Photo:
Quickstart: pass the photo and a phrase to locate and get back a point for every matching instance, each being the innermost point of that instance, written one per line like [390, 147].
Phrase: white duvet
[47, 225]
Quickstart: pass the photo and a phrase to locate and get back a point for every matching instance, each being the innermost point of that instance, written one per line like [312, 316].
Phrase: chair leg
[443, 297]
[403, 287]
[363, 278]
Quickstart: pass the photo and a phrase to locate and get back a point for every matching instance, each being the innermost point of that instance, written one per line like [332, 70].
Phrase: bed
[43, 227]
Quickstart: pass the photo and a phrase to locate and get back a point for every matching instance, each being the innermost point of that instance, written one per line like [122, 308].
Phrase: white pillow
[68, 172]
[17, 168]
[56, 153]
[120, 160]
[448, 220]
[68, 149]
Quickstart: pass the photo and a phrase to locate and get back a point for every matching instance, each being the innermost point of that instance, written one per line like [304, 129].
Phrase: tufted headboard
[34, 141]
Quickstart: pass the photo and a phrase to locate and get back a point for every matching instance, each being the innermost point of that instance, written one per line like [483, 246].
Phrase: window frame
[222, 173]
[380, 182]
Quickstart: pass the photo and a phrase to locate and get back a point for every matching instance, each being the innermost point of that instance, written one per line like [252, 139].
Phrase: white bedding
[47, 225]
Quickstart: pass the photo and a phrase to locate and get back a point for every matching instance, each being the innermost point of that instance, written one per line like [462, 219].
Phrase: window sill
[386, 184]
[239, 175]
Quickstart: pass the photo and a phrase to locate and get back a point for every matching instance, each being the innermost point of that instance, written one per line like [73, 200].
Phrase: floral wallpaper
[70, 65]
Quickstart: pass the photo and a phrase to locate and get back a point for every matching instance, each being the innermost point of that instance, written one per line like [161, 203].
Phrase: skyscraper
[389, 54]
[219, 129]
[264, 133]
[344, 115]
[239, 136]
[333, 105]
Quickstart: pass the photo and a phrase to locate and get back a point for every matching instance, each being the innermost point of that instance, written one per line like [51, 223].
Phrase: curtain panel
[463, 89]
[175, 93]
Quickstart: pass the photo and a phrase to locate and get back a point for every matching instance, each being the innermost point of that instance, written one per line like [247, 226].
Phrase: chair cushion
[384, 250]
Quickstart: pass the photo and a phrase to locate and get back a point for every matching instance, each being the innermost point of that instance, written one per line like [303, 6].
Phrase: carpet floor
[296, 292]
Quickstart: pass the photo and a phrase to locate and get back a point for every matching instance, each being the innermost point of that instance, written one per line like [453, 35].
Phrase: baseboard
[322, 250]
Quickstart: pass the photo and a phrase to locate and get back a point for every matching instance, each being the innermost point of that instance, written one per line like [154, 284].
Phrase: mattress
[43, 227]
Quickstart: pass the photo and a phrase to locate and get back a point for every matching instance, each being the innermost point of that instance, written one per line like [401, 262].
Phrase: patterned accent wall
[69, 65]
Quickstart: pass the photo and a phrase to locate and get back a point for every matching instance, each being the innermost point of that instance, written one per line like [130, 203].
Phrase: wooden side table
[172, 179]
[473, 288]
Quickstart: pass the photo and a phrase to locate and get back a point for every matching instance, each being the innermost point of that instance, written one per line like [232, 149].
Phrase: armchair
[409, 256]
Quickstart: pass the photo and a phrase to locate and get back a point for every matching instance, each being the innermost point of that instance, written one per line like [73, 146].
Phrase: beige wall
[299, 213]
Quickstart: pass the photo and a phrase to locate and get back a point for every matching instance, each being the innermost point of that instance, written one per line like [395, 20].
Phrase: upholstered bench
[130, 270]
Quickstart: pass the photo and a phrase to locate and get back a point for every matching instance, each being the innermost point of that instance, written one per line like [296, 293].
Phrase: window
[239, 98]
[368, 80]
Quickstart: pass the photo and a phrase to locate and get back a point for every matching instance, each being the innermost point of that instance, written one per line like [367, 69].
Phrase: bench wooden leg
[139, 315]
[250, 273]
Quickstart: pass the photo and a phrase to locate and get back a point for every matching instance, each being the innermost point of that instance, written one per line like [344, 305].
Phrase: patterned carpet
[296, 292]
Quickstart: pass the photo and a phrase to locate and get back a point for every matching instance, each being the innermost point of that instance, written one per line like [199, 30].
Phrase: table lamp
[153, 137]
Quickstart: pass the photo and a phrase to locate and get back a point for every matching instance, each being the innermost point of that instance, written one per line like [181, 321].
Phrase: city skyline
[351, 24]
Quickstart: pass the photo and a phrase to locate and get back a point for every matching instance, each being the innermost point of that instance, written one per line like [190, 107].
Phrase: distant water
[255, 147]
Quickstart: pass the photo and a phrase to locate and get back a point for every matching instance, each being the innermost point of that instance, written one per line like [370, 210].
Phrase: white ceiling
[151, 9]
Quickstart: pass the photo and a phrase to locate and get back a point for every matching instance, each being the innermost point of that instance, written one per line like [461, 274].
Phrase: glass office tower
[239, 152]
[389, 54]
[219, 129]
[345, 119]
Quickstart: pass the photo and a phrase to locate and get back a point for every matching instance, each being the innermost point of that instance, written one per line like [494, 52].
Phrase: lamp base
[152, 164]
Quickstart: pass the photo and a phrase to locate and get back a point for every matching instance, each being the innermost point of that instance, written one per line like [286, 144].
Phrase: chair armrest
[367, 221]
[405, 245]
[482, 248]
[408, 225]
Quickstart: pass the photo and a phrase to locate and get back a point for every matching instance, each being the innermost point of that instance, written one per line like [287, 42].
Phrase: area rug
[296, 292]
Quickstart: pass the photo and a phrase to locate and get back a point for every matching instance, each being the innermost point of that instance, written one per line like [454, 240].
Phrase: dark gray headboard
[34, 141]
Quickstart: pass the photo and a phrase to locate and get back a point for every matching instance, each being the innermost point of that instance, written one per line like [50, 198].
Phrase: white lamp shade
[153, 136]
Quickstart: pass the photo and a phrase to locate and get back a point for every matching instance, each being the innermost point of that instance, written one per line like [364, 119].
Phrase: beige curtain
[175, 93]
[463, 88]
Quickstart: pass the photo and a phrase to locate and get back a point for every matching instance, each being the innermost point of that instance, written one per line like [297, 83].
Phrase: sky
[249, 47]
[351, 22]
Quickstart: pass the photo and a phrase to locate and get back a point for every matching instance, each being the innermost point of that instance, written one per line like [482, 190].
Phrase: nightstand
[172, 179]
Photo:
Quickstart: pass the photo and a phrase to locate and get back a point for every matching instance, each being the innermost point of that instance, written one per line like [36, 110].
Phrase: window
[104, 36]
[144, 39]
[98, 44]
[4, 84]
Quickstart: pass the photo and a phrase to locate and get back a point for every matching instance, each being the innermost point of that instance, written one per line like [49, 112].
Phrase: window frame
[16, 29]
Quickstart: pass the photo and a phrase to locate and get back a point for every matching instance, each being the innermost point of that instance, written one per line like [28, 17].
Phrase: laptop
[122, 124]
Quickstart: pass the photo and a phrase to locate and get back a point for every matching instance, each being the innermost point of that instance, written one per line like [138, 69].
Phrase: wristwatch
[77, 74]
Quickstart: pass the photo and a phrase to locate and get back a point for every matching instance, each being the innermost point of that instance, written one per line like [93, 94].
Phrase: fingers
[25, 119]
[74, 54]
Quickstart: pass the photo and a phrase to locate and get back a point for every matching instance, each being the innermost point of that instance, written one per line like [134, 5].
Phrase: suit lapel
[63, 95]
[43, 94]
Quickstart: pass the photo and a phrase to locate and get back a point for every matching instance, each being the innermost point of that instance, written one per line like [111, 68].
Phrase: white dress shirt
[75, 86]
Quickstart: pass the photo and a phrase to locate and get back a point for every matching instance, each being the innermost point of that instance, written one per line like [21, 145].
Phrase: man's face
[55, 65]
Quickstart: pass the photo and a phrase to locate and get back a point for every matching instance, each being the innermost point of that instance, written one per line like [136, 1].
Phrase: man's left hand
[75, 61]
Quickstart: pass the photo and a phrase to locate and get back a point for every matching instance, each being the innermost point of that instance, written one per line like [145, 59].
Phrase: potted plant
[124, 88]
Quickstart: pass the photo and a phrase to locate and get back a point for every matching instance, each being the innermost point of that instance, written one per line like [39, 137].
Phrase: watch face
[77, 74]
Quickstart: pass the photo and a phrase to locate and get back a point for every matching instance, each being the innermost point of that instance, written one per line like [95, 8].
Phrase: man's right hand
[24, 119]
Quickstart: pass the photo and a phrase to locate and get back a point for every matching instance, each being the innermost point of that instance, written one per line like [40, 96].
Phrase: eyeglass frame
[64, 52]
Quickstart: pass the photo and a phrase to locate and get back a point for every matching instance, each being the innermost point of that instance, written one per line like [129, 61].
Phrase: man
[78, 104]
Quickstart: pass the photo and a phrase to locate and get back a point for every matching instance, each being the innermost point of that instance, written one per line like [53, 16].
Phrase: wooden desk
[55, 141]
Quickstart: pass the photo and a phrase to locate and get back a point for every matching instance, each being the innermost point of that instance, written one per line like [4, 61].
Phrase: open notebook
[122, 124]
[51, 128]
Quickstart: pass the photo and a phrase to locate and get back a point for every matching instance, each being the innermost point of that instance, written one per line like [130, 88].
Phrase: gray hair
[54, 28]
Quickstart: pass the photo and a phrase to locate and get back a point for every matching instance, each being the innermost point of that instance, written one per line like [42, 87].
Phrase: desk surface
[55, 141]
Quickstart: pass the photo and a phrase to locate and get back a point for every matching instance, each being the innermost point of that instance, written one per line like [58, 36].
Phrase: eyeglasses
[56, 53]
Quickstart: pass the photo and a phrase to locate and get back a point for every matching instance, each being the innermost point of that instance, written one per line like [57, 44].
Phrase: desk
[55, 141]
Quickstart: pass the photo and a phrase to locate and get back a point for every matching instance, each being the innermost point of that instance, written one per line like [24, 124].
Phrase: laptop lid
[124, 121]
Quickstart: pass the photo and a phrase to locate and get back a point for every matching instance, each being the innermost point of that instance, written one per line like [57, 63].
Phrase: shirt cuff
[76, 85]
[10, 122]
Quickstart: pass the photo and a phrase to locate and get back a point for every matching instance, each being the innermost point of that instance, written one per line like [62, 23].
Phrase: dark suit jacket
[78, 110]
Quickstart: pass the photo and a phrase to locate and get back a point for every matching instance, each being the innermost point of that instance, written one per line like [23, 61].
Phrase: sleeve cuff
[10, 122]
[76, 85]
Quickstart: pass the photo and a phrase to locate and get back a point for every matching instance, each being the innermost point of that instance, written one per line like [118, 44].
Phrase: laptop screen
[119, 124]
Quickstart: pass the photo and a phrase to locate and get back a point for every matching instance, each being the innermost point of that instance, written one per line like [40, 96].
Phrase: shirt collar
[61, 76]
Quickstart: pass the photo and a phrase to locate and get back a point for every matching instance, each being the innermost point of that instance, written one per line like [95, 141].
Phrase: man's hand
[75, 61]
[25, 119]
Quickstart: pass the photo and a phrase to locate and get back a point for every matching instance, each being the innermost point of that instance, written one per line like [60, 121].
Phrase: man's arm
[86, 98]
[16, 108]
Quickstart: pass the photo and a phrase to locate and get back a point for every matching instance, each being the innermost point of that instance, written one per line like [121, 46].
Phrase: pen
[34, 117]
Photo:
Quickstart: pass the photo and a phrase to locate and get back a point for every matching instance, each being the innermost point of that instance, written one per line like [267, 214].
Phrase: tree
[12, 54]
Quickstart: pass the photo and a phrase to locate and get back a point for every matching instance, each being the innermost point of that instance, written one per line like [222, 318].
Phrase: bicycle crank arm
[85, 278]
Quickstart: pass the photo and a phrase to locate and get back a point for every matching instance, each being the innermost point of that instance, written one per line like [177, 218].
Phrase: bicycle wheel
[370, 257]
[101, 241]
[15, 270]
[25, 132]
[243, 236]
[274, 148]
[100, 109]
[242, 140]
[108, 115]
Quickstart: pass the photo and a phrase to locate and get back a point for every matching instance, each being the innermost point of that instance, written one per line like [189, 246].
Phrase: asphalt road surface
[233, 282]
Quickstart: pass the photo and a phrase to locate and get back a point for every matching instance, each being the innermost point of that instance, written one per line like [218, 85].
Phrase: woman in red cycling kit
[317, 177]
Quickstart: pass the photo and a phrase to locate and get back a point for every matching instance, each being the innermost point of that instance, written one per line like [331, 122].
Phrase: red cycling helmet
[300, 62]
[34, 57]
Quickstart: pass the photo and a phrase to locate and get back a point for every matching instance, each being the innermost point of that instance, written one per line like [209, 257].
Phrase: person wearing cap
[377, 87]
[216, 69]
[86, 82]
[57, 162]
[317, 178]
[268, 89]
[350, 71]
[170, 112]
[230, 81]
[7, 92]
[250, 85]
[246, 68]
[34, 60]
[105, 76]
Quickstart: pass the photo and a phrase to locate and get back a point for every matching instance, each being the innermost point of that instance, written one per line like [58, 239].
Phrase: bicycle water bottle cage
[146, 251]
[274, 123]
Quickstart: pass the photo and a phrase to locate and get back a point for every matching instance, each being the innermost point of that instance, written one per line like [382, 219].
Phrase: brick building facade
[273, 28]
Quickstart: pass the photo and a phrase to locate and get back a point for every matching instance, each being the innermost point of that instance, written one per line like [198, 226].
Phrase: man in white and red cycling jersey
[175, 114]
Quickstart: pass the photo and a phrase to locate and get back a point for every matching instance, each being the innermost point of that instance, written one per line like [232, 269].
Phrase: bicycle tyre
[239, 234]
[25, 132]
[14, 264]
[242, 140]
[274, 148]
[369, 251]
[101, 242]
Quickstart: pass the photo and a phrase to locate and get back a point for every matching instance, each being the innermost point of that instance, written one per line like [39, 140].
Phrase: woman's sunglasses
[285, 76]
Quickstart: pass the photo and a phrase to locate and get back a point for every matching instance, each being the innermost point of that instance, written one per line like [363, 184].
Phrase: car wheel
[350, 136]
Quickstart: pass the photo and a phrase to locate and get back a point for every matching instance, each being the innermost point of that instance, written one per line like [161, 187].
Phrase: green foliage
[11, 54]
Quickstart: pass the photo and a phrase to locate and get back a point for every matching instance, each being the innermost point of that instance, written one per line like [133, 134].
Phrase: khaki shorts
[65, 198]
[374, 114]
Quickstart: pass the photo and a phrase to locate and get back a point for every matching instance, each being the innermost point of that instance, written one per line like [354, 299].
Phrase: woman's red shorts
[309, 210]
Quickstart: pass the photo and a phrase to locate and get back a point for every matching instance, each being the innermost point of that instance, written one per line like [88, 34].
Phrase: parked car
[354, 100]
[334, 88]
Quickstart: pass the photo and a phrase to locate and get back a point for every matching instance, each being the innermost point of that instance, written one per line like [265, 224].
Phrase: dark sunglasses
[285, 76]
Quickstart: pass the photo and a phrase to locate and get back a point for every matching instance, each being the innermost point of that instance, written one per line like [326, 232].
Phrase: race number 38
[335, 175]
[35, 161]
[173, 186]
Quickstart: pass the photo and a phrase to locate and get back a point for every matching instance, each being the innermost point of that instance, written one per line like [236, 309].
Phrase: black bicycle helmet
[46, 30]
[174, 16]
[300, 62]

§

Exactly the lines from the one with "like [236, 309]." through the final line of the entries are to be returned, both ends included.

▶ [RESULT]
Quickstart: pass the photo and a phrase to locate and get back a point for every matching instance, each being the innermost point of that instance, written one per line like [236, 309].
Phrase: black bicycle helmet
[46, 30]
[174, 16]
[300, 62]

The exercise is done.